Short task –
Reproduce the material word for word; the images stay out.
Dataset entries start
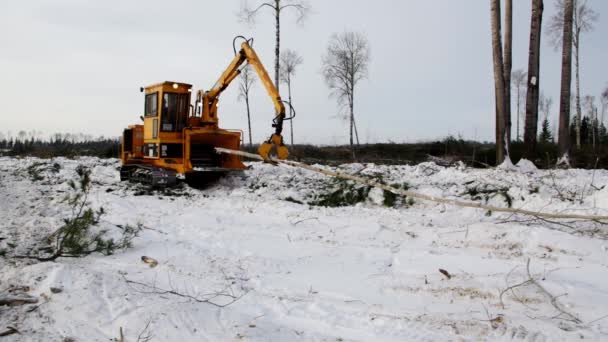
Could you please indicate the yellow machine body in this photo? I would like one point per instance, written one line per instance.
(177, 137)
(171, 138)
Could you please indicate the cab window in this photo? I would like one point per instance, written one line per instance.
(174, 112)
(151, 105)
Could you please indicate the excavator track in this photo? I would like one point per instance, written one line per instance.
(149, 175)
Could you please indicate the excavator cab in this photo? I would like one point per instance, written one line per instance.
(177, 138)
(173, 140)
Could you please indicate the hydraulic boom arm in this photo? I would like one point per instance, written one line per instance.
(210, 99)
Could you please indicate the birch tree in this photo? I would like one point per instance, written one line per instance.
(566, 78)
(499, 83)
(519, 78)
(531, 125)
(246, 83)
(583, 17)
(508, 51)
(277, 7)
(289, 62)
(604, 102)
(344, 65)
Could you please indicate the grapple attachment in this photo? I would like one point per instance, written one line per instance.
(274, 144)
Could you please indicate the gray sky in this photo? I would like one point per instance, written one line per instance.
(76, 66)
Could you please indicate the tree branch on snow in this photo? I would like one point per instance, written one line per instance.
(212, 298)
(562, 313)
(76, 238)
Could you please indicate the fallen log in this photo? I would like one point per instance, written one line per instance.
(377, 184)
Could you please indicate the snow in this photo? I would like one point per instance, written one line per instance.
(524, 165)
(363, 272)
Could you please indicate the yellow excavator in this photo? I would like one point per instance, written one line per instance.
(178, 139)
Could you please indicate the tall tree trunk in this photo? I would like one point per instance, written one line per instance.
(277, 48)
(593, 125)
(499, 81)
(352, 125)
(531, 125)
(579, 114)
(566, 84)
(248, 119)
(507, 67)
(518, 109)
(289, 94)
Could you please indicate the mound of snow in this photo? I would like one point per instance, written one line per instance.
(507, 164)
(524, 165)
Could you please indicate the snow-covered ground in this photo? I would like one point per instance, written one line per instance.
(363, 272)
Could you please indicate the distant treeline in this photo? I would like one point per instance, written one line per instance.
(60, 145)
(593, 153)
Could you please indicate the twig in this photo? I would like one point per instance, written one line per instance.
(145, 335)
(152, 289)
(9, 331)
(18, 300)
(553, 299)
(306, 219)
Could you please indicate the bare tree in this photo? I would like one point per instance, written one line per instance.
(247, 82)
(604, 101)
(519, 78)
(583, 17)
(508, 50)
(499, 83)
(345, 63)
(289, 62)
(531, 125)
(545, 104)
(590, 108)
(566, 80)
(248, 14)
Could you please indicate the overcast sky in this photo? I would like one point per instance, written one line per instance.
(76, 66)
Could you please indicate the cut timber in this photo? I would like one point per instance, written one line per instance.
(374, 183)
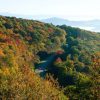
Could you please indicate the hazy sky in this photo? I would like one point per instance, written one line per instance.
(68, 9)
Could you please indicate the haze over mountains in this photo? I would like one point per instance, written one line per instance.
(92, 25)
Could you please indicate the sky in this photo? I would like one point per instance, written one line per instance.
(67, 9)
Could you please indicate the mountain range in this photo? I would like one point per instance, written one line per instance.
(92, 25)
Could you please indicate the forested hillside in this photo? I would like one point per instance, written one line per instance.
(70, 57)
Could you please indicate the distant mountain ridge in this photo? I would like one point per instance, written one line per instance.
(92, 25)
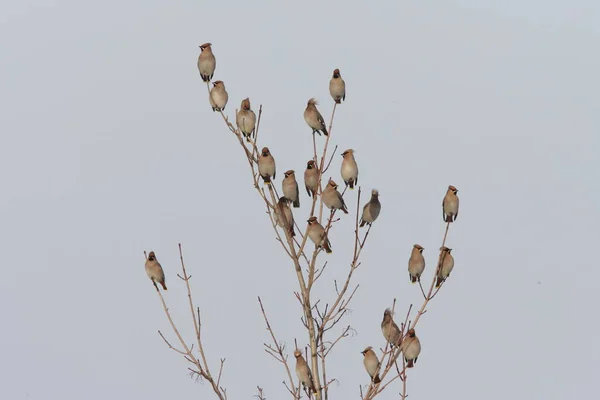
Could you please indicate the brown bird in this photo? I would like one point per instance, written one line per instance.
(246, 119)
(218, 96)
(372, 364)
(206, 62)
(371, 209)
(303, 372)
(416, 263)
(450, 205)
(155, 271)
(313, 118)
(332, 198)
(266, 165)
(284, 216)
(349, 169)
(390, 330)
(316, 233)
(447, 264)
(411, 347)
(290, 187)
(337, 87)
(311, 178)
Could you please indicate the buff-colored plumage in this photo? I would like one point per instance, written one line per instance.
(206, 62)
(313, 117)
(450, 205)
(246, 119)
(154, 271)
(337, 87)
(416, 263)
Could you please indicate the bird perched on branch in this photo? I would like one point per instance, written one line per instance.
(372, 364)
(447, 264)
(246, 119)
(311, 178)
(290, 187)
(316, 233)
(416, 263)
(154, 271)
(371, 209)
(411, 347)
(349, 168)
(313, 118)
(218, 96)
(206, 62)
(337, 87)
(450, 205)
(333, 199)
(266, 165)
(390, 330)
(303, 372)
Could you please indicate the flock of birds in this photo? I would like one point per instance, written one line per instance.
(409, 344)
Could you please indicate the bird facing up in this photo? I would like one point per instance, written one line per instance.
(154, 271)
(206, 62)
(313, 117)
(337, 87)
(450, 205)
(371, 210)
Dataset entries end
Response –
Could you please indicate the yellow machine body in this photo? I would like one point per instance, written one line per instance.
(177, 137)
(171, 138)
Could you please indicate the cab window in this photo? I would like one point per instance, written one line per instance.
(174, 112)
(151, 105)
Could you please indicate the excavator track in this photo? I would like one point per instance, written one line per instance.
(149, 175)
Could you please indicate the excavator cab in this photo? I would like one point per instance, written one line per instance.
(177, 138)
(173, 140)
Could you please indicate the hydraulic boom arm in this photo? I would like one point per instance, written one line per instance.
(210, 99)
Could you please indicate the birch tree in this photo? I would like one point per instance, written one line per instance.
(566, 78)
(499, 83)
(519, 78)
(531, 125)
(246, 83)
(583, 17)
(508, 51)
(277, 7)
(289, 62)
(604, 102)
(344, 65)
Could you please indicate the grapple attachment in this photo? I would like one point per instance, written one line per instance.
(274, 144)
Could you please indicate the gray sky in this photo? I would like one point per instance, written one line per instance.
(76, 66)
Could you please indicate the tree branch on snow in this photo? I would like one point per instance, written one line per instance.
(212, 298)
(562, 313)
(76, 238)
Could you please indicate the fallen log in this photo? I would like one point per instance, written one line per instance.
(377, 184)
Could you please indicate the snow in this photo? I would like one point per instance, written one line per instance.
(524, 165)
(363, 272)
Could you please indicate the yellow excavator in this photo? I would like one point per instance, written one line per instance.
(178, 139)
Could you please indicate the tall tree trunk in this photo? I would like one point per instance, written one line per instance.
(277, 48)
(593, 125)
(499, 81)
(352, 125)
(531, 125)
(579, 114)
(566, 84)
(248, 119)
(507, 67)
(518, 109)
(289, 94)
Could you please indicate the mound of snow in this photo? I would like one point per instance, written one line per instance.
(507, 164)
(524, 165)
Could you please indicate the snow-covered ground in this photo? I would like one point per instance, written one line per instance.
(363, 272)
Could you please indicate the distant treeline in this photo? I would like one point per instance, written one line per instance.
(60, 145)
(593, 153)
Could you please indicate the twig in this photo? I would like one point per instance, written one line per instance.
(145, 335)
(152, 289)
(9, 331)
(18, 300)
(553, 299)
(306, 219)
Could you please indicate the bare tree in this photo? I would like one point per instance, written one line per instance.
(247, 82)
(604, 101)
(519, 78)
(583, 17)
(508, 50)
(499, 83)
(345, 63)
(289, 62)
(531, 125)
(545, 104)
(590, 108)
(566, 80)
(248, 14)
Could you please indicate the overcast sky in this photo? I would like one point per instance, written one line per instance.
(76, 66)
Could you please indicate the cut timber in this photo? I would like one point per instance, written one line per instance.
(374, 183)
Could you please indicate the hazy sky in this photo? I would like one point per instance, written one line per instance.
(68, 9)
Could you please indicate the haze over mountains in this photo? I would like one point per instance, written one line per instance.
(92, 25)
Could you please indicate the sky in this photo? I would like one point per instance, written one line per instance.
(67, 9)
Could you please indicate the mountain range in this photo? I would like one point per instance, written one line per instance.
(92, 25)
Could you please indicate the forested hillside in this photo? I would like one point per instance, written one line per instance.
(70, 57)
Could you please indicate the distant mountain ridge in this photo? I would like one point per instance, written one line per instance.
(92, 25)
Could you please indicate the brown bird in this photo? I would like one point per instance, written one line per instance.
(246, 119)
(218, 96)
(372, 364)
(206, 62)
(371, 209)
(303, 372)
(416, 263)
(450, 205)
(155, 271)
(313, 118)
(332, 198)
(266, 165)
(284, 216)
(349, 169)
(390, 330)
(316, 233)
(447, 264)
(411, 347)
(290, 187)
(337, 87)
(311, 178)
Could you please indicate the buff-colored plumage in this photo? I would like one point per instance, written one line per instance.
(206, 62)
(313, 117)
(450, 205)
(246, 119)
(154, 271)
(337, 87)
(416, 263)
Could you please indicate the bird perched on branch in this photo? I would like one point per instance, written one line per instance.
(372, 364)
(447, 264)
(246, 119)
(311, 178)
(290, 187)
(316, 233)
(416, 263)
(154, 271)
(371, 209)
(411, 347)
(349, 168)
(313, 118)
(218, 96)
(206, 62)
(337, 87)
(450, 205)
(333, 199)
(266, 165)
(390, 330)
(303, 372)
Could you please indicate the flock of birds in this photo? I would like one point per instance, written one line per instance.
(409, 344)
Could you please indicate the bird facing up in this photo? I would like one point per instance, written one line per instance.
(154, 271)
(206, 62)
(313, 117)
(337, 87)
(450, 205)
(371, 210)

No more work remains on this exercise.